**** Listing

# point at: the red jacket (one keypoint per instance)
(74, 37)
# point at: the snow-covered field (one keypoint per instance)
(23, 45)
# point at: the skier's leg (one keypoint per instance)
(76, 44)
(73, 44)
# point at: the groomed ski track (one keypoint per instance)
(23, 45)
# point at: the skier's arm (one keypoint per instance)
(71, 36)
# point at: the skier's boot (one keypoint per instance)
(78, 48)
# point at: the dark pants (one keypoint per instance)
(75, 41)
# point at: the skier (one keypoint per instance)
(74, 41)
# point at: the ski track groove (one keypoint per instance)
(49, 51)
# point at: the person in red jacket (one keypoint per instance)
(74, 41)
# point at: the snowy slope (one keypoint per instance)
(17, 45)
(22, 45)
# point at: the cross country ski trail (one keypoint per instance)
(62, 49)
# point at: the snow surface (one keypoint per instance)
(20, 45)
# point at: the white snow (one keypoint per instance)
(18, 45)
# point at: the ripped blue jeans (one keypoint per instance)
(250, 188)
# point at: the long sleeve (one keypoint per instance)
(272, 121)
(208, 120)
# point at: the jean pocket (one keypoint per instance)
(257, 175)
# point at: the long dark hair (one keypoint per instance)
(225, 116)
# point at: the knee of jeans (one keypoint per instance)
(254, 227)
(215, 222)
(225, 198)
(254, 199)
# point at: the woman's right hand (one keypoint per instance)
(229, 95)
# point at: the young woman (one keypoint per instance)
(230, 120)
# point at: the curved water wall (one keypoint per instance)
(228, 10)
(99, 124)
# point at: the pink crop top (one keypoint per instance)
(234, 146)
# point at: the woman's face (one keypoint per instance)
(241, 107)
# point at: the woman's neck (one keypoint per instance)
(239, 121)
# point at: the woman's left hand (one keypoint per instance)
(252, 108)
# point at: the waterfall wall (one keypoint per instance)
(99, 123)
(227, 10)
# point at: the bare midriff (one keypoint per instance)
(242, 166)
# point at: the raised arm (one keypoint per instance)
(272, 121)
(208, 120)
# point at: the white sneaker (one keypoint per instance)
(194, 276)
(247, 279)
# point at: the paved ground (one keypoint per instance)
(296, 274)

********

▸ What the exercise asks
All of the lines above must be returned exactly.

▸ Task answer
# point at: the red jacket (one keypoint per instance)
(74, 37)
# point at: the snow-covered field (one keypoint per instance)
(23, 45)
# point at: the skier's leg (one keypoint per instance)
(76, 44)
(73, 44)
# point at: the groomed ski track (one keypoint per instance)
(23, 45)
# point at: the skier's arm (one keypoint per instance)
(71, 36)
# point at: the skier's boot (one keypoint per instance)
(78, 48)
# point at: the dark pants (one keypoint per instance)
(75, 41)
# point at: the skier (one keypoint per instance)
(74, 41)
# point at: the ski track groove (one keypoint per instance)
(49, 51)
# point at: the person in red jacket (one keypoint per instance)
(74, 41)
# point at: the snowy slope (one keypoint per instance)
(17, 45)
(22, 45)
# point at: the cross country ski trail (one keypoint per instance)
(62, 49)
# point at: the snow surface (one keypoint per instance)
(20, 45)
# point at: the white snow (one keypoint per instance)
(18, 45)
# point at: the ripped blue jeans (one keypoint per instance)
(250, 188)
# point at: the long sleeve (one keypoint per instance)
(272, 121)
(208, 120)
# point at: the jean pocket (one keypoint per instance)
(257, 175)
# point at: the long dark hair (one keypoint per instance)
(225, 116)
# point at: the knee of jeans (one keypoint per instance)
(254, 227)
(215, 222)
(225, 198)
(254, 199)
# point at: the woman's right hand (one keypoint per instance)
(229, 95)
# point at: the young woman (one keypoint per instance)
(230, 120)
# point at: the curved water wall (one keypoint per instance)
(228, 10)
(99, 124)
# point at: the pink crop top (one keypoint per instance)
(234, 146)
# point at: the woman's face (one keypoint per instance)
(241, 107)
# point at: the woman's neck (one keypoint per instance)
(239, 121)
# point at: the woman's left hand (one keypoint per instance)
(252, 108)
# point at: the waterfall wall (one keypoint per instance)
(99, 123)
(227, 10)
# point at: the bare midriff (one keypoint per instance)
(242, 166)
# point at: the raised arm (one keypoint per instance)
(272, 121)
(208, 120)
# point at: the white sneaker (one keypoint per instance)
(194, 276)
(247, 279)
# point at: the paved ground (one keypoint per instance)
(296, 274)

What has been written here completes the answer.